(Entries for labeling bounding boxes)
***

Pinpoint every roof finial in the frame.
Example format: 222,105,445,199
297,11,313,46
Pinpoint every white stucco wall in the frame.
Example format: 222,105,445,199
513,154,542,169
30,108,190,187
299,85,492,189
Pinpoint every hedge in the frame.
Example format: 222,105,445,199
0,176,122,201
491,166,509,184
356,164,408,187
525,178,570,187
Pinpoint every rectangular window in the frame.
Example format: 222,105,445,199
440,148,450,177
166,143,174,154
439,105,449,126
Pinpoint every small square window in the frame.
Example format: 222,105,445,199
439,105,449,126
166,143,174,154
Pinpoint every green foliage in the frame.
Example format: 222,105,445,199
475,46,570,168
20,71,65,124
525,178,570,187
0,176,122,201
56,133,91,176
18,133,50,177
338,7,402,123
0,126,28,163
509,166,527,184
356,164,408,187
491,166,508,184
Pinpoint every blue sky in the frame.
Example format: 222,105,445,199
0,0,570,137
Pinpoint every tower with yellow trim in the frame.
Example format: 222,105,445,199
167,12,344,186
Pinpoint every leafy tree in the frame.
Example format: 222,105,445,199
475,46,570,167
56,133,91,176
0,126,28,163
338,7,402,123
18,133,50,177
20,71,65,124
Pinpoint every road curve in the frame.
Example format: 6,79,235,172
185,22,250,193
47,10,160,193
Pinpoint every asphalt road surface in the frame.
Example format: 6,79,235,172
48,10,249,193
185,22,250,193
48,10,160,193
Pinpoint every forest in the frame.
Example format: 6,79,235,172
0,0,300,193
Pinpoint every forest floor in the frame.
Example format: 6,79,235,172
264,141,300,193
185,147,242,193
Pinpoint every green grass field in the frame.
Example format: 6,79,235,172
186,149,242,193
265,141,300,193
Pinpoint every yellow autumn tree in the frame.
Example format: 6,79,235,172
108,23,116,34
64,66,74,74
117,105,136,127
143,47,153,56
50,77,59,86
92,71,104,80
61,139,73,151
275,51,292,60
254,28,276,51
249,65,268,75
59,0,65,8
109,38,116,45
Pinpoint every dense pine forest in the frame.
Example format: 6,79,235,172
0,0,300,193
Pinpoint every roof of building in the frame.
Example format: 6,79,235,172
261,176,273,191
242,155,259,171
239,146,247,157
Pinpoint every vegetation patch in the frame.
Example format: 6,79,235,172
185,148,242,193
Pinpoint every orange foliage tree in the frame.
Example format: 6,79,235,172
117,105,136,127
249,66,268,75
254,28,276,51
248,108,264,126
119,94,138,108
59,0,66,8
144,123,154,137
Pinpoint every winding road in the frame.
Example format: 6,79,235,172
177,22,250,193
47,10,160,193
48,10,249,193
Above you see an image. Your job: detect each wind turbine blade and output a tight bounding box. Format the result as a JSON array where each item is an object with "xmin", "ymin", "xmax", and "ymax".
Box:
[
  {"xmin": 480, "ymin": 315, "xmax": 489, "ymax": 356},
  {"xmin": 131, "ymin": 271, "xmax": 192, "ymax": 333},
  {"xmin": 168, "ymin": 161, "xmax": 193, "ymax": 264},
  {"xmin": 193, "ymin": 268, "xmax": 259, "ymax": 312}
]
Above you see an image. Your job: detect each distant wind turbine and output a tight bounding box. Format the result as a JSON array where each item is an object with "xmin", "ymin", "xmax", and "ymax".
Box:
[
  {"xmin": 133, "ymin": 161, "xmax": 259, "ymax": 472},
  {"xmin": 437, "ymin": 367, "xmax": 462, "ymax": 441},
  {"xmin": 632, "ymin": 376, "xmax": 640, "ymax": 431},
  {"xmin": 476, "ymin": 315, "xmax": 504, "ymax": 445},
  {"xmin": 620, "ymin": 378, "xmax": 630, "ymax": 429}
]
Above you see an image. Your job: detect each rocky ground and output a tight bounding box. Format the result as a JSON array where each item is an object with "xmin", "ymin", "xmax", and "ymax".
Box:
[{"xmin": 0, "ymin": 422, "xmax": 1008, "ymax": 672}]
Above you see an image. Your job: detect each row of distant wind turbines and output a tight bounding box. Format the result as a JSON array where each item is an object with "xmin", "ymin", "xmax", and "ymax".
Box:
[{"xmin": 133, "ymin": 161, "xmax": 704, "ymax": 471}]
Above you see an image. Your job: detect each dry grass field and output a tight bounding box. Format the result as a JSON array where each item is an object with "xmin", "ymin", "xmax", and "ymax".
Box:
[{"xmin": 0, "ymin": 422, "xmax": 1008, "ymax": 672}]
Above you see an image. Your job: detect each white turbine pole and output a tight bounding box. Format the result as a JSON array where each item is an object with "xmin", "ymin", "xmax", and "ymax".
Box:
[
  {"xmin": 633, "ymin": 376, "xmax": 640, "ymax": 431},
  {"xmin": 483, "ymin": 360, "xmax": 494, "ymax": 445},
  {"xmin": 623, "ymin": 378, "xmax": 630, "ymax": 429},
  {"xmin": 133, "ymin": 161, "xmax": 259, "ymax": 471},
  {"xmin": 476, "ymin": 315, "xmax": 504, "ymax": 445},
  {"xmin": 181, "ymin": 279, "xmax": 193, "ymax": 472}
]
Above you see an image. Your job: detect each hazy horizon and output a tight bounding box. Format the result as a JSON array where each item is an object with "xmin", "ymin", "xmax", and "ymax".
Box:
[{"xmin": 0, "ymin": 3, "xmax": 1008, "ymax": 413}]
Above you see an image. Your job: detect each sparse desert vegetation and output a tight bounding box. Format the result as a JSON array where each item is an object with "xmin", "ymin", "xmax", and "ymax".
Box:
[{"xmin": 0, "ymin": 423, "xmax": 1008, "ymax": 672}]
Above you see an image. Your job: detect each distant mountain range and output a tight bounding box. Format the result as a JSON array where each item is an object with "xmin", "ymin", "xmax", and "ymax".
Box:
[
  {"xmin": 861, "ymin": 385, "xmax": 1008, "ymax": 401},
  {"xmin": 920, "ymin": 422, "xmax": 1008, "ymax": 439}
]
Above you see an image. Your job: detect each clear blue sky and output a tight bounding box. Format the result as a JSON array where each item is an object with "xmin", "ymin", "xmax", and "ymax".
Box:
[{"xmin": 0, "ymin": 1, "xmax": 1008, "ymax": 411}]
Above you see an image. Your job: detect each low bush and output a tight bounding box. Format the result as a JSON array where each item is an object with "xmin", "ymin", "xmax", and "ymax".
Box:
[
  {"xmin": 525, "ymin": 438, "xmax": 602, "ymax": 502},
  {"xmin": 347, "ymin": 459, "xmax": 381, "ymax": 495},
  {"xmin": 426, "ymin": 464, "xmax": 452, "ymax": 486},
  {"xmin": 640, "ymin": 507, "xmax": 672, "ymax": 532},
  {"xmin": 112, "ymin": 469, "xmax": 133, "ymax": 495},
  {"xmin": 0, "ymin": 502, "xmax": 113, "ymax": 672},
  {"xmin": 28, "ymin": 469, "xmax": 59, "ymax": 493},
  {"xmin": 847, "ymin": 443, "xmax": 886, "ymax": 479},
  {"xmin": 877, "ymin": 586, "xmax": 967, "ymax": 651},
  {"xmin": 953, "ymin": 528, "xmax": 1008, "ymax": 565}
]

***

Set exercise: Please recast all the lines above as a numbered list, leaving out any blank lines.

Output of the task:
1. Pinpoint every roof finial in the frame.
2. Example format: 222,105,445,199
3. 297,11,313,46
4. Pinpoint every white stucco wall in the frame.
5. Example format: 222,105,445,199
6. 513,154,542,169
7. 30,108,190,187
8. 299,85,492,189
9. Pinpoint every hedge in the frame.
10. Example format: 222,105,445,199
11. 0,176,122,201
12. 491,166,509,184
13. 356,164,408,187
14. 525,178,570,187
15. Pinpoint every rectangular window in the frame.
16. Example format: 222,105,445,199
17. 440,148,450,177
18. 166,143,174,154
19. 439,105,449,126
20. Pinpoint every small square window in the frame.
21. Example format: 222,105,445,199
22. 439,105,449,126
23. 166,143,174,154
24. Pinpoint every green foliage in the frame.
25. Example format: 222,105,445,199
26. 475,46,570,168
27. 20,71,65,124
28. 525,178,570,187
29. 0,176,122,201
30. 56,133,91,176
31. 18,133,50,177
32. 338,7,402,123
33. 0,126,28,163
34. 509,166,527,184
35. 356,164,408,187
36. 491,166,508,184
37. Pinpoint every blue sky in the frame.
38. Example format: 222,105,445,199
39. 0,0,570,137
40. Pinpoint every tower with yellow trim in the frame.
41. Example format: 222,105,445,199
42. 167,12,344,186
43. Pinpoint every leafy tree in the frame.
44. Example format: 222,105,445,199
45. 475,46,570,167
46. 56,133,91,176
47. 0,126,28,163
48. 338,7,402,123
49. 18,133,50,177
50. 20,71,65,124
51. Pinpoint every road curve in the frame.
52. Example format: 6,79,235,172
53. 185,22,250,193
54. 47,10,160,193
55. Pinpoint every asphalt road surface in the frame.
56. Example format: 6,79,235,172
57. 48,10,249,193
58. 185,22,250,193
59. 48,10,160,193
60. Pinpoint every forest in the frame.
61. Example format: 6,79,235,172
62. 0,0,300,193
63. Pinpoint every forest floor in the frame.
64. Example format: 6,79,235,172
65. 264,141,300,193
66. 185,147,242,193
67. Pinpoint every green grass field in the frame.
68. Example format: 6,79,235,172
69. 186,149,242,193
70. 265,141,300,193
71. Pinpoint every yellow autumn tree in the frame.
72. Example format: 6,79,235,172
73. 108,23,116,34
74. 64,66,74,74
75. 117,105,136,127
76. 143,47,153,56
77. 50,77,59,86
78. 92,71,104,80
79. 61,139,73,151
80. 275,51,292,60
81. 254,28,276,51
82. 249,65,268,75
83. 59,0,65,8
84. 109,38,116,45
85. Pinpoint every dense pine forest in the frame.
86. Example format: 6,79,235,172
87. 0,0,300,193
88. Pinpoint every roof of building in the frame.
89. Example format: 6,79,235,172
90. 261,176,273,191
91. 242,155,259,171
92. 239,146,247,157
93. Pinpoint every vegetation patch in the frame.
94. Example format: 6,79,235,172
95. 185,148,242,193
96. Pinpoint every orange foliage tree in the frame.
97. Example format: 6,79,235,172
98. 117,105,136,127
99. 249,66,268,75
100. 254,28,276,51
101. 248,108,264,126
102. 119,94,138,108
103. 59,0,66,8
104. 144,123,154,137
105. Pinpoint every winding road in the frame.
106. Example format: 6,79,235,172
107. 177,22,250,193
108. 47,10,160,193
109. 48,10,249,193
110. Above you see an image. Your job: detect each wind turbine blade and output a tight bounding box. Format the result as a JSON array where each item is an object with "xmin", "ymin", "xmax", and "ymax".
111. Box:
112. [
113.   {"xmin": 480, "ymin": 315, "xmax": 489, "ymax": 356},
114.   {"xmin": 131, "ymin": 271, "xmax": 192, "ymax": 333},
115.   {"xmin": 168, "ymin": 161, "xmax": 193, "ymax": 264},
116.   {"xmin": 193, "ymin": 268, "xmax": 259, "ymax": 312}
117. ]
118. Above you see an image. Your job: detect each distant wind turbine and output a tight bounding box. Format the result as a JSON array where each item is an object with "xmin", "ymin", "xmax", and "ymax".
119. Box:
120. [
121.   {"xmin": 133, "ymin": 161, "xmax": 259, "ymax": 472},
122.   {"xmin": 437, "ymin": 367, "xmax": 462, "ymax": 441},
123.   {"xmin": 632, "ymin": 376, "xmax": 640, "ymax": 431},
124.   {"xmin": 476, "ymin": 315, "xmax": 504, "ymax": 445},
125.   {"xmin": 620, "ymin": 378, "xmax": 630, "ymax": 429}
126. ]
127. Above you see an image. Your job: detect each rocky ground and output a tight bounding box. Format the result as a JSON array where each item is an object with "xmin", "ymin", "xmax", and "ymax".
128. Box:
129. [{"xmin": 0, "ymin": 422, "xmax": 1008, "ymax": 672}]
130. Above you see an image. Your job: detect each row of distant wind turbines and output a tight bounding box. Format the result as a JSON array where each item is an object with "xmin", "ymin", "xmax", and "ymax".
131. Box:
132. [{"xmin": 133, "ymin": 161, "xmax": 704, "ymax": 471}]
133. Above you see an image. Your job: detect each dry grass field and output a tight bounding box. Format the result as a JSON array where each item is an object with "xmin", "ymin", "xmax", and "ymax".
134. Box:
135. [{"xmin": 0, "ymin": 422, "xmax": 1008, "ymax": 672}]
136. Above you see an image. Your job: detect each white turbine pole and output a tight bounding box. Format the result as a JSON array where each item is an object with "xmin", "ymin", "xmax", and "ymax".
137. Box:
138. [
139.   {"xmin": 633, "ymin": 376, "xmax": 640, "ymax": 431},
140.   {"xmin": 483, "ymin": 360, "xmax": 494, "ymax": 445},
141.   {"xmin": 623, "ymin": 378, "xmax": 630, "ymax": 429},
142.   {"xmin": 133, "ymin": 161, "xmax": 259, "ymax": 471},
143.   {"xmin": 476, "ymin": 315, "xmax": 504, "ymax": 445},
144.   {"xmin": 181, "ymin": 279, "xmax": 193, "ymax": 472}
145. ]
146. Above you see an image. Your job: detect each hazy horizon and output a tight bounding box. Format the result as a JSON array where each item is an object with "xmin", "ymin", "xmax", and "ymax".
147. Box:
148. [{"xmin": 0, "ymin": 3, "xmax": 1008, "ymax": 413}]
149. Above you see an image. Your job: detect each sparse desert vegetation and output a tight bounding box. Format the result as a JSON array where each item is an object with "xmin", "ymin", "xmax", and "ymax".
150. Box:
151. [{"xmin": 0, "ymin": 423, "xmax": 1008, "ymax": 672}]
152. Above you see an image. Your job: detect each distant mountain range and output a tight bounding box. Format the result as a JSON array where each item is an object with "xmin", "ymin", "xmax", and "ymax".
153. Box:
154. [
155.   {"xmin": 861, "ymin": 385, "xmax": 1008, "ymax": 401},
156.   {"xmin": 920, "ymin": 422, "xmax": 1008, "ymax": 439}
157. ]
158. Above you see an image. Your job: detect each clear blue sky and output a tight bounding box. Format the result as a JSON array where each item is an object with "xmin", "ymin", "xmax", and "ymax".
159. Box:
160. [{"xmin": 0, "ymin": 1, "xmax": 1008, "ymax": 411}]
161. Above you see an image. Your job: detect each low bush and output a tight bounding box. Format the result as a JSON array where each item is an object with "xmin", "ymin", "xmax", and "ymax".
162. Box:
163. [
164.   {"xmin": 525, "ymin": 438, "xmax": 602, "ymax": 502},
165.   {"xmin": 347, "ymin": 459, "xmax": 381, "ymax": 495},
166.   {"xmin": 426, "ymin": 464, "xmax": 452, "ymax": 486},
167.   {"xmin": 640, "ymin": 507, "xmax": 672, "ymax": 532},
168.   {"xmin": 112, "ymin": 469, "xmax": 133, "ymax": 495},
169.   {"xmin": 0, "ymin": 502, "xmax": 113, "ymax": 672},
170.   {"xmin": 28, "ymin": 469, "xmax": 59, "ymax": 493},
171.   {"xmin": 847, "ymin": 443, "xmax": 886, "ymax": 479},
172.   {"xmin": 877, "ymin": 586, "xmax": 967, "ymax": 651},
173.   {"xmin": 953, "ymin": 528, "xmax": 1008, "ymax": 565}
174. ]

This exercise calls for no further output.